> [Предложенный текст]
========

Наконец Фройхену удалось проделать достаточно большую дыру, чтобы высунуть наружу голову. Уже наступила ночь, буран улёгся, и всё вокруг покрывал свежий слой снега. Фройхен сумел высвободить правую руку, но дальше пролезть не мог. Грудная клетка его была слишком широка, чтобы пройти через отверстие, и закупоривала его, как пробка бутылку. Сверху на Фройхена давили стокилограммовые сани. Обычно он легко бы сбросил их, но сейчас он слишком ослаб от голода.

Пришлось выдумывать новый план. Он выдохнул весь воздух из лёгких, и грудь его сжалась до такой степени, что прошла в дыру ещё на десяток сантиметров. Теперь полозья нарт были прямо у него над лёгкими. Фройхен вдохнул полной грудью, втягивая как можно больше воздуха, грудь его надулась и немного сдвинула сани. Теперь у него как раз хватало пространства, чтобы сантиметр за сантиметром прорываться наружу, используя собственные рёбра как рычаги.

И вот наконец он был свободен. Попытался было встать, но немедленно упал: он был слабее, чем думал. К тому же не чувствовал отмороженной ноги. К счастью, собаки оставались поблизости, – кроме предателя Альберти! – и Фройхен сумел подползти к ним, рассчитывая поставить нарты на полозья и в них добраться до лагеря. Но перевернуть нарты не получилось, так что он обрезал собачью упряжь. Оставалось только держаться за неё изо всех сил и надеяться, что собаки дотащат его до лагеря.

Фройхен дал собакам команду вперёд, но те не поняли, чего он от них хочет. Они так и остались лежать в снегу, высунув розовые языки, и ждали, когда хозяин поведёт себя как обычно – возьмётся за хлыст. Собрав остаток сил, Фройхен хлестнул собак, но те ринулись вперёд с такой скоростью, что упряжь выскользнула у него из рук. Пробежав несколько шагов и не почувствовав веса хозяина, собаки остановились и стали ждать, пока он доползёт до них. Потом, когда Фройхен догнал их и почти схватился за упряжь, собаки снова бросились вперёд, так что до них снова было не достать. Видимо, они решили, что хозяин решил позабавиться, – но Фройхену было не до смеха. Три часа он полз и полз по снегу, вынужденный терпеть эту несносную игру: подполз к собакам, схватился за упряжь, смотришь, как они убегают в последний момент… Он изнемог до крайности, когда вдалеке наконец показались очертания лагеря. Каким-то чудом Фройхен добрался до него, проделав весь путь ползком.

========

> [Исходные данные]
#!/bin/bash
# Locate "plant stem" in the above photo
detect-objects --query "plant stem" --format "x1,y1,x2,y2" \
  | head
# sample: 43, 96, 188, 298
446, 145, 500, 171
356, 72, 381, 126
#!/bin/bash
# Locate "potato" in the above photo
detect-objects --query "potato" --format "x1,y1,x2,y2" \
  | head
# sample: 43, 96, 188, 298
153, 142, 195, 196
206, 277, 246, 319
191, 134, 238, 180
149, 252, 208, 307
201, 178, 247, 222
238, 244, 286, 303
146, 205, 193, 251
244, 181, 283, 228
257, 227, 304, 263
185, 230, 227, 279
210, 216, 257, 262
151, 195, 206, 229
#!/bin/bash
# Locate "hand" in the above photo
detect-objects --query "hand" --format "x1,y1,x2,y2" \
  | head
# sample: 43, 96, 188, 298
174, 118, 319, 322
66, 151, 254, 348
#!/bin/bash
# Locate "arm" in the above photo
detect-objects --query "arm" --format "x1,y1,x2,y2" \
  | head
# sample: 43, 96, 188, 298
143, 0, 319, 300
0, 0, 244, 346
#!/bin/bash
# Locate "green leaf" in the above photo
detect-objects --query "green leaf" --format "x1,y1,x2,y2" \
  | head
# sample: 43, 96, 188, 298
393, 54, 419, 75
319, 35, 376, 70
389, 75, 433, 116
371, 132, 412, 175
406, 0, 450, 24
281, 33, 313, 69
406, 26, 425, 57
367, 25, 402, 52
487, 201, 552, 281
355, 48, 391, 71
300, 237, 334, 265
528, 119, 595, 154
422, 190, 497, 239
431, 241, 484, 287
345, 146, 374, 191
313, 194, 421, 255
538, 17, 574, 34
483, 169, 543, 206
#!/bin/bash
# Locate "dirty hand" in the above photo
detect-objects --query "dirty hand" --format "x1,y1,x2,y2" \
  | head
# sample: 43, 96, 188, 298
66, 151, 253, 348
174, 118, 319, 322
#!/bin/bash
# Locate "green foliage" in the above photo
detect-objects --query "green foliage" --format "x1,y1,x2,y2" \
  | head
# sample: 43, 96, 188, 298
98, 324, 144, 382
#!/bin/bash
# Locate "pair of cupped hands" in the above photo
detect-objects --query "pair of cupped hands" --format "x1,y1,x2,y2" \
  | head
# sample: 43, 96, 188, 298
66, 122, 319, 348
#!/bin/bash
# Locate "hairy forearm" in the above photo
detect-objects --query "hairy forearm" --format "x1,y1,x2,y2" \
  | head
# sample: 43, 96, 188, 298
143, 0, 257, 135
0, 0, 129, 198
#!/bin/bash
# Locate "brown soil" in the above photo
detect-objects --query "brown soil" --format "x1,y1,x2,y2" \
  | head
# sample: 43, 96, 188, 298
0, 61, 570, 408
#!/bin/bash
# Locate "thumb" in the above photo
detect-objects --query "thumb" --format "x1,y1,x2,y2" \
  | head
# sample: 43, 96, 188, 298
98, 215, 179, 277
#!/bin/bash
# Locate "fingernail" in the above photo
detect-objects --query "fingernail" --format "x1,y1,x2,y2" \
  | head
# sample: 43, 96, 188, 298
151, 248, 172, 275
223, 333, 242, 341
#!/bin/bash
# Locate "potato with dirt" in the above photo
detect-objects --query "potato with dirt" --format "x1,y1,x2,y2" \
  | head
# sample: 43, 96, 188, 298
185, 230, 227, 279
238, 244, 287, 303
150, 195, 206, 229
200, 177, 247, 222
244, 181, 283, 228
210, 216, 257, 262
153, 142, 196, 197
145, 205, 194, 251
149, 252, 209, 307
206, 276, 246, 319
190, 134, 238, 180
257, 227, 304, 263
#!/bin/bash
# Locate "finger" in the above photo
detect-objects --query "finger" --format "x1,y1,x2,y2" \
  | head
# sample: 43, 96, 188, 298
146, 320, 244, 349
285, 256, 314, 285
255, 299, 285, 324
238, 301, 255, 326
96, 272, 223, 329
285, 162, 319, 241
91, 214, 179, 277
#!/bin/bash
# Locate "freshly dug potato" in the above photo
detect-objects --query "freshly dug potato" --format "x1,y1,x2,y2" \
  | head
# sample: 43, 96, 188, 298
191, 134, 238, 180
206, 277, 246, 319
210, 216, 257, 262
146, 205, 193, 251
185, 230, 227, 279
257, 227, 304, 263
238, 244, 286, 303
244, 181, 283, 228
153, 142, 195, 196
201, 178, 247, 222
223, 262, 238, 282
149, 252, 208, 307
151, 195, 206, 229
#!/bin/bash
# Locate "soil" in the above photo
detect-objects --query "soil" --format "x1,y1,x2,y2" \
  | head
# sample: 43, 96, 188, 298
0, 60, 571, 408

========

> [Ваша задача] Ответьте, пожалуйста, по предложенному тексту: сколько часов Фройхен полз по снегу, прежде чем вдалеке показался лагерь?

> [Ответ к заданию] Три часа.